A retórica de Sebastião, tal como a dos beatos de Pedra Bonita, Caldeirão Grande e Canudos, oferece um mundo restaurador à fome e ao desamparo do camponês pobre. A inspiração, certamente, vem da prédica do Conselheiro, relatada pela população de Monte Santo e Cocorobó ao próprio Glauber: “O Conselheiro? ... Ele queria fazer o leite correr nos rios e partir o cuscuz nas paredes dos montes...” (apud Gerber: 1982: 195). Idéias de reparação que Antônio Cândido nota nos causos da escatologia caipira brasileira, que também recorrem aos bons assados para o dia do apocalipse, quando, ao contrário dos ricos, os pobres se fartariam (Cândido: 1982: 197-198). Reparação que o historiador Robert Darnton observou no universo cultural dos camponeses franceses através de suas fábulas –que dariam origem aos chamados contos infantis–, nas quais os heróis tinham como prêmio máximo um farto banquete. Na raiz destas compensações, explica o historiador, estariam justamente a fome e as constantes privações da comunidade camponesa européia de alguns séculos atrás (Darnton, 1986: 21).

Suas tarefas —
1) Diga se cada afirmação abaixo está de acordo com o trecho sobre a retórica de Sebastião e cite as palavras do texto que decidem a questão. (a) A prédica do Conselheiro foi relatada a Glauber pela população de Monte Santo e Cocorobó. (b) Robert Darnton estudou as fábulas dos camponeses ingleses. (c) Nos causos da escatologia caipira, os ricos se fartariam no dia do apocalipse.
2) Leve adiante o trecho sobre a retórica de Sebastião, escrevendo um parágrafo que comece logo após a sua última frase.

[Registros de apontamento]
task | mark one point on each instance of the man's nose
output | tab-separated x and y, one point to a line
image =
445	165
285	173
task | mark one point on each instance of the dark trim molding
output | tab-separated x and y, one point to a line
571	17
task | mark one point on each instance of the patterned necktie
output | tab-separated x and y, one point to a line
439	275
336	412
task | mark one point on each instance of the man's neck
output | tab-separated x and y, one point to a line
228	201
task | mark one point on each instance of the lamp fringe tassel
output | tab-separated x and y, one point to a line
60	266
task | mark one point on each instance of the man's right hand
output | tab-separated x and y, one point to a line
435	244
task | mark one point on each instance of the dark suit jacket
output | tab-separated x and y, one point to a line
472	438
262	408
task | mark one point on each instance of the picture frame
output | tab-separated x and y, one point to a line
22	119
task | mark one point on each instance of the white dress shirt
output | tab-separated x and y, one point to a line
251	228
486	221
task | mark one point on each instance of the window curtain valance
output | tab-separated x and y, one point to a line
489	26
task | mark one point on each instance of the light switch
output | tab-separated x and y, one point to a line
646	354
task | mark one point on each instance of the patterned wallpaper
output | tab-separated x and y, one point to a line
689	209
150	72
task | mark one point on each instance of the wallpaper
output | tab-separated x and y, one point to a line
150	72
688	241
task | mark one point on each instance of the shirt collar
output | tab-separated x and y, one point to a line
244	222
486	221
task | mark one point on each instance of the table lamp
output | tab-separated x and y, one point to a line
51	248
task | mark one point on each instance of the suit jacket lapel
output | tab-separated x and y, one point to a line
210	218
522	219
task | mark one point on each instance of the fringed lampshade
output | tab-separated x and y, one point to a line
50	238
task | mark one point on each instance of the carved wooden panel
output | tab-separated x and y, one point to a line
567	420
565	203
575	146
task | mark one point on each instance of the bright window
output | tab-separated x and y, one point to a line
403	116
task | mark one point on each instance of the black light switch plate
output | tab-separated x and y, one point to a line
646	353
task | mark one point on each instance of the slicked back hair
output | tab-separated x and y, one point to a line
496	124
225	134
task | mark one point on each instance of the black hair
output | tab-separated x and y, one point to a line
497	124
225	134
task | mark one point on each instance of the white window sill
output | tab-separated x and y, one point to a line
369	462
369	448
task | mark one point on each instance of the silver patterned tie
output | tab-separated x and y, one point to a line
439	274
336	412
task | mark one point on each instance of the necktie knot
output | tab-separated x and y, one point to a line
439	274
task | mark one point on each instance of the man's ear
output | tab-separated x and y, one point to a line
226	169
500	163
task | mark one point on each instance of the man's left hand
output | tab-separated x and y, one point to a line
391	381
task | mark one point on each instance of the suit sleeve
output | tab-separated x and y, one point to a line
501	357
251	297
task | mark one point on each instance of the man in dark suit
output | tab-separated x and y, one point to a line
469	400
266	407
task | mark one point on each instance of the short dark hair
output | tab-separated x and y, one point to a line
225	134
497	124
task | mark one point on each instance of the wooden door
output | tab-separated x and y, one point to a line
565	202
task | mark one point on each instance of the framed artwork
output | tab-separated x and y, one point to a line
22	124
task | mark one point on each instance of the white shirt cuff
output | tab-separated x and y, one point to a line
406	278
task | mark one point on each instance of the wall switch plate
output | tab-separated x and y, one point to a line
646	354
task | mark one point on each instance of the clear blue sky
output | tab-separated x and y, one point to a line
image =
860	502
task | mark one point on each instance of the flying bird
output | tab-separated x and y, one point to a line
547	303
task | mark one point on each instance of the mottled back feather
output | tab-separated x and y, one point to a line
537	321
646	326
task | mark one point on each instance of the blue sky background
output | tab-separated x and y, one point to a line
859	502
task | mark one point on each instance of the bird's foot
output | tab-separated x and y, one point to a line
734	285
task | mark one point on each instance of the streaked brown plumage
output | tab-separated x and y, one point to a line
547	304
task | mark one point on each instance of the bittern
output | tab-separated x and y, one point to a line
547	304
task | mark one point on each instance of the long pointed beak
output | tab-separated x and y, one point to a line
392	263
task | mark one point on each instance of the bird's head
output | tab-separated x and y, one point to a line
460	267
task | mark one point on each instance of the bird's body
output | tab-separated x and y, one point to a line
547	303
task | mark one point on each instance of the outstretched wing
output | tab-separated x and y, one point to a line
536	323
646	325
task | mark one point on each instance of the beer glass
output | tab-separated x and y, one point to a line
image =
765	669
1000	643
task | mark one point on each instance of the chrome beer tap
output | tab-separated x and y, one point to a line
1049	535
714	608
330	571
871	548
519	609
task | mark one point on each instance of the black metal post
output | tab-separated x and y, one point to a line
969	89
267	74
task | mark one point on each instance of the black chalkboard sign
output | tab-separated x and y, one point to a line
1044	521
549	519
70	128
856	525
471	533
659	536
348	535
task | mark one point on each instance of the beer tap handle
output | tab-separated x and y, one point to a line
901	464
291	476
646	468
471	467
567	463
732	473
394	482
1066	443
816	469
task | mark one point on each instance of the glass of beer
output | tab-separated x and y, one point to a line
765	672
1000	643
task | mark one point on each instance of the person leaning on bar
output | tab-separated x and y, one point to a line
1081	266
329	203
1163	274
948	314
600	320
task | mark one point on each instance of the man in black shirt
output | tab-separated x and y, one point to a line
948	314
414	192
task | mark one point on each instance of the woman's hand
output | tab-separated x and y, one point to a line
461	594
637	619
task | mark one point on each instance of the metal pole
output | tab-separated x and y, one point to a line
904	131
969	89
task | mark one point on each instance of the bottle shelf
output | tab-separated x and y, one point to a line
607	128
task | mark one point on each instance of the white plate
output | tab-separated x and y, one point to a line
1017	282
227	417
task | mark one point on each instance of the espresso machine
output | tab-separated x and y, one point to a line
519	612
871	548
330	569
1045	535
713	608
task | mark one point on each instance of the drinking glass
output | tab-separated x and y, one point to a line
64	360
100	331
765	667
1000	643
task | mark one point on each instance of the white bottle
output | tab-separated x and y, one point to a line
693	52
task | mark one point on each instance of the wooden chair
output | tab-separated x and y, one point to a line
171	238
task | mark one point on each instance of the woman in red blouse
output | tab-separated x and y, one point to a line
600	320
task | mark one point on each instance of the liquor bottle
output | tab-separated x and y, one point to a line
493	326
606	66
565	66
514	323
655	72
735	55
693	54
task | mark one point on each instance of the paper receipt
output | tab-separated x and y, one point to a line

Respostas dos exercícios —
1)
(a) Sim: "relatada pela população de Monte Santo e Cocorobó ao próprio Glauber".
(b) Não: "no universo cultural dos camponeses franceses através de suas fábulas".
(c) Não: "quando, ao contrário dos ricos, os pobres se fartariam".

2)
Neste sentido, Deus e o Diabo se mantém fiel à forma tomada pelo catolicismo popularizado, que se encarregava de dar “sentido” às privações camponesas. As comunidades de rezadores, em geral, arrebanhavam os já expulsos das fazendas e acabavam recriando uma organização societal liderada por um grande e poderoso senhor, que também exigia fidelidade e sacrifícios absolutos em troca da felicidade, de um reino de fartura. Assim como a prédica da Igreja Católica conseguia constituir-se em pregação ideológica adequada ao modelo patriarcalista, louvando a obediência à hierarquia, o sacrifício, o apego à pobreza e a compensação no reino dos céus, conforme observa Novaes (1987), a versão popular também reforçava um poder central, o respeito à hierarquia e o direito de vida e morte sobre os comandados. E o beato de Deus e o Diabo, que recebe a mais devota adesão de Manoel, mostrará sua face autoritária e enlouquecida quando andar pelos vilarejos espancando prostitutas, exigindo penitências desumanas dos seus seguidores e, chegando ao paroxismo, sacrificar uma vida humana em nome da purificação das almas. O Santo mostrará seu lado diabólico em nome de Deus.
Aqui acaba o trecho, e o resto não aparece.